Exercise brief: Continue the forum thread about tracing photos of the three minelayers sunk near Össbygrund, picking up after its last sentence.

Page excerpt:
I hope English works for everyone - I can read German, but I doubt anyone else could if I tried to write it.

First of all, an introduction. My name is Stefan Siverud and I live in Kalmar, Sweden. My largest interest is history, especially WW2, and I work at Kalmar County Museum (layout/print etc). We are about to open an exhibition on how the war affected the county, in spite of being neutrality.

The sinking of the three Minenschiffe near Össbygrund is planned to take up a rather large section of a wall, provided we get a striking image of the event. As the photo would be printed in a very large size it would need to be rescanned in very high resolution. The exhibition is scheduled to open in late January, so needless to say I'm getting a bit anxious.

I know photos of the sinkings exist, I've found several. For instance, here:
http://www.kringla.nu/kringla/objekt?referens=raa/fmi/18000000068631
http://www.kringla.nu/kringla/objekt?referens=raa/fmi/18000000068619
http://www.kringla.nu/kringla/objekt?referens=raa/fmi/18000000068626

Tannenberg listing would be ideal to catch the eye of visitors, of course: http://www.fmis.raa.se/fmis/bilder/08/0840/0/foto/12000000544163_F.jpg

The problem is, I can't find any current holder of the photos. The source given on that site is the Swedish Maritime Museum, but they can't find it in their collections. Presumably the photos were taken by someone aboard one of the Räumboote, so I've contacted several German maritime museums as well as Bundesarchiv Koblenz and BaMa Freiburg, but of those that have replied, none know where I can find it.

If anyone can help me get in contact with a holder of these photos I would be most grateful.

chattius

G'Moie

I am far from being a navy expert, but the german wikipedia page about the Danzig has an external link added. The link shows the same photos.

http://www.wlb-stuttgart.de/seekrieg/4107-bilder/tannenberg/tannenberg.htm

The copyright on this page reads: (c) Bibliothek für Zeitgeschichte, Stuttgart

The english homepage of the copyright holder would be:
http://www.wlb-stuttgart.de/en/collections/library-of-contemporary-history/


I was once interested into the Danzig because she took part in the occupation of denmark. She was mentioned by a diseased neighbour. His unit was later moved to Norway. While researching about his unit i noticed that it seemed Sweden was giving 1000 railway waggons to the german army for faster troop movement in norway? At army vacations he was moved from Finmark/Norway to germany via railway through Sweden and then a ferry from a swedish harbour.

Record excerpts:
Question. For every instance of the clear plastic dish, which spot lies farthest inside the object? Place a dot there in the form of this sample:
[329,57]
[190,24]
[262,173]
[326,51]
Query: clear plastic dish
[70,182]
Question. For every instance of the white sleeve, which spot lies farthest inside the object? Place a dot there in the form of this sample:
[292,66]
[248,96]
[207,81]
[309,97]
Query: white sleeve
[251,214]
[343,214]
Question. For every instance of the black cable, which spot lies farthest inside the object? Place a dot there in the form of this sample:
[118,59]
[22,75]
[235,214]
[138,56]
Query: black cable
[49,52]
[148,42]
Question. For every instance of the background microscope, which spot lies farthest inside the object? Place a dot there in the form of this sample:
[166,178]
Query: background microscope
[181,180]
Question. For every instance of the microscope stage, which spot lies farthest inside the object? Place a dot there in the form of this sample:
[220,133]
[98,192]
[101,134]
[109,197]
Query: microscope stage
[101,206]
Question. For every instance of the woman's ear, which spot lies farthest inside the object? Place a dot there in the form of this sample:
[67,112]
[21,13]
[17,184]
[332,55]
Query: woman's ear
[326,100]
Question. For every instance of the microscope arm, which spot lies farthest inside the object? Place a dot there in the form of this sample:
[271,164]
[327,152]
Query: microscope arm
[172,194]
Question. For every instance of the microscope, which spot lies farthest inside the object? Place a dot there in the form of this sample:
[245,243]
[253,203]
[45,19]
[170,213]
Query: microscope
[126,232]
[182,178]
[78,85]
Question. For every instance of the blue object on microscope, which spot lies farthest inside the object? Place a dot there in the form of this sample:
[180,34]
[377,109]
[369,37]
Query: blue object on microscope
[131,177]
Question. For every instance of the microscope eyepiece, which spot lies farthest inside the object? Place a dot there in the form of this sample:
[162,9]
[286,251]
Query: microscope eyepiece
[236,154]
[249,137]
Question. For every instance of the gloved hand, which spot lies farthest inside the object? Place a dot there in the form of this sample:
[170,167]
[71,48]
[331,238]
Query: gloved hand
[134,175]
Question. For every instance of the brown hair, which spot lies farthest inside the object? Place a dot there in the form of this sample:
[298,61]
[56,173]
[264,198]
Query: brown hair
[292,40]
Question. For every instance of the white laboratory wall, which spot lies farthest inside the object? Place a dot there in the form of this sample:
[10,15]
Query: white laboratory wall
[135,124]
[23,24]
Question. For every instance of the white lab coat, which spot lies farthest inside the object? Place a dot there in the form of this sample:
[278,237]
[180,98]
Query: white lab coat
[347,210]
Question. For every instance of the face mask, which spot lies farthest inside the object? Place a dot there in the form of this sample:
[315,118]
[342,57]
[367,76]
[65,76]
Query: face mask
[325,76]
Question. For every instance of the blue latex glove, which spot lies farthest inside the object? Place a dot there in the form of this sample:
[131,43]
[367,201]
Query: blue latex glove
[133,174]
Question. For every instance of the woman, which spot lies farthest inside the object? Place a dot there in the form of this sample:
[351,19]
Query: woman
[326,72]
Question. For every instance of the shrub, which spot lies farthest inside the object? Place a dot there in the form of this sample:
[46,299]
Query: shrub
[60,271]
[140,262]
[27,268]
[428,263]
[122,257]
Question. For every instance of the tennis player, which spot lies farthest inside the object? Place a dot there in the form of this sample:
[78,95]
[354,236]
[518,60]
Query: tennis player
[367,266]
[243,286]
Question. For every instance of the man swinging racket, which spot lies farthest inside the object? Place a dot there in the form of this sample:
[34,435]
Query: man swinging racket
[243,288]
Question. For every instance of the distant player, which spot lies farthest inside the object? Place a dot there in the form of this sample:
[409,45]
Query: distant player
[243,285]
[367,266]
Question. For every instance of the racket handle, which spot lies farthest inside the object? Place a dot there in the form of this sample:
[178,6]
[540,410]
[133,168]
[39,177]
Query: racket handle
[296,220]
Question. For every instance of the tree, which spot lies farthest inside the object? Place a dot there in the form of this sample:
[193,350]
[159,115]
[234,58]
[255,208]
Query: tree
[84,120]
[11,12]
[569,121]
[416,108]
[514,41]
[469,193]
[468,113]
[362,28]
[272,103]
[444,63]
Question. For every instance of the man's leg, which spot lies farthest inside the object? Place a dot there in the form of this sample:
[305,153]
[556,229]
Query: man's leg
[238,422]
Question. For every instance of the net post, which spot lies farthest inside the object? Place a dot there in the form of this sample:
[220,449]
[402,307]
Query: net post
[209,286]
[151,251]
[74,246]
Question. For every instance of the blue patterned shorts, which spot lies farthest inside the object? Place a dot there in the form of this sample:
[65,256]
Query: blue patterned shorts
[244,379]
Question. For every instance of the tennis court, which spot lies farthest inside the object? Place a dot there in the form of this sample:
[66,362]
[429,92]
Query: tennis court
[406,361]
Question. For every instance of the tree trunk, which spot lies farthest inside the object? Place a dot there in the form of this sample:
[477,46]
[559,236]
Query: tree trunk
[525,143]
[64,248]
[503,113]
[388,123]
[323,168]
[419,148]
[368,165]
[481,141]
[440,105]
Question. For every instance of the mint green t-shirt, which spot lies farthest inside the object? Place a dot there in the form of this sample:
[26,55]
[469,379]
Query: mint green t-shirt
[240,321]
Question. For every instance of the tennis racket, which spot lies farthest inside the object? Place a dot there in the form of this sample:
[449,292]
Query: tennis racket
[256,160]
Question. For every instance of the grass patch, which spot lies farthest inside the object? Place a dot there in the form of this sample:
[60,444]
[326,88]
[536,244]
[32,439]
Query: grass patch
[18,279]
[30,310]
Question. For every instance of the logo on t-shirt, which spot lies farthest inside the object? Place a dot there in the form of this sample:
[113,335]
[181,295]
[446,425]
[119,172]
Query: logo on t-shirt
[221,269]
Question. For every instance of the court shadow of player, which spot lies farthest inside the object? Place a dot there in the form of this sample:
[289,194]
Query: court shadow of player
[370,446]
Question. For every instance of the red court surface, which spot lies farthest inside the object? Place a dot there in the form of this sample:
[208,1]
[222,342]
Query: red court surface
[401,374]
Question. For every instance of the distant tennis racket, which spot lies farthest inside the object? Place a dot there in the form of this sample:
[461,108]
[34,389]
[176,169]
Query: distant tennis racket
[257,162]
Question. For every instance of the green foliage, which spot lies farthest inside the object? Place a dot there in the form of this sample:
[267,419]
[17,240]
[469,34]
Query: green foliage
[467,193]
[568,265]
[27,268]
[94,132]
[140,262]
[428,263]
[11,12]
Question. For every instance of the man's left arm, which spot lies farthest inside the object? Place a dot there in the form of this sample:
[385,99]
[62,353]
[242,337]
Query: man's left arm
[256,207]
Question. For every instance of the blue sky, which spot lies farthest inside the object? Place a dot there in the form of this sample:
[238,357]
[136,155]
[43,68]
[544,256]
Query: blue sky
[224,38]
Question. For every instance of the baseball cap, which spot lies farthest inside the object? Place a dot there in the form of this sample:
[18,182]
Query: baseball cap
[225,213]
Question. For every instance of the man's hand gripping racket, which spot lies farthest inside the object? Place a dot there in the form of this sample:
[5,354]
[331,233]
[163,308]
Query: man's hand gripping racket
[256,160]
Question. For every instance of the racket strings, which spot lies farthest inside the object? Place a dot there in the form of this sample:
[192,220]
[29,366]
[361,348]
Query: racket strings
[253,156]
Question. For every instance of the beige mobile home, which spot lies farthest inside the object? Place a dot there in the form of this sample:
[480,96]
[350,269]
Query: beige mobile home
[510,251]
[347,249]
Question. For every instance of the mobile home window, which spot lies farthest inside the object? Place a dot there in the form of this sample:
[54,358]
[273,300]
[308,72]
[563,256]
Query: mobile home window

Your response:
Free photos of the Danzig while the occupation of Denmark are at:
http://samlinger.natmus.dk
for example;
http://samlinger.natmus.dk/FHM/22936


Greetings Chattius

Stefan Siverud

Thanks for your reply!

I've found that site and sent a mail to the authors, but I haven't received any reply so far. Perhaps someone here knows if there's a better way to contact them?

The photos in the Natmus database are very interesting to me personally, so thanks for the tip, but we already have photos of the ships before they were camouflaged.

Teddy Suhren

Hai

There are people of the WLB as writing Members in this Forum. If you don't get any reply on your Mail maybe they will answer you directly in this Thread or via PN.
Gruß
Jörg

WoWs Nick: Teddy191

Karsten

Stefan,

To get in touch with the Bibliothek für Zeitgeschichte and its Naval Archive ("Marine Archiv") please contact forum member TW by PM - he (= Thomas) works at the BfZ.
Viele Grüße,

Karsten

Stefan Siverud

Thank you both! I was hoping they would be members here.
I will try PM'ing TW.

Stefan Siverud


Karsten

Viele Grüße,

Karsten

Stefan Siverud

I certainly will, and I'll stick around as well. There's plenty more German and Soviet naval activity in the region I have questions about for my own research.

t-geronimo

No problem! Feel free to ask and to participate in discussions.  :-)
Gruß, Thorsten

"There is every possibility that things are going to change completely."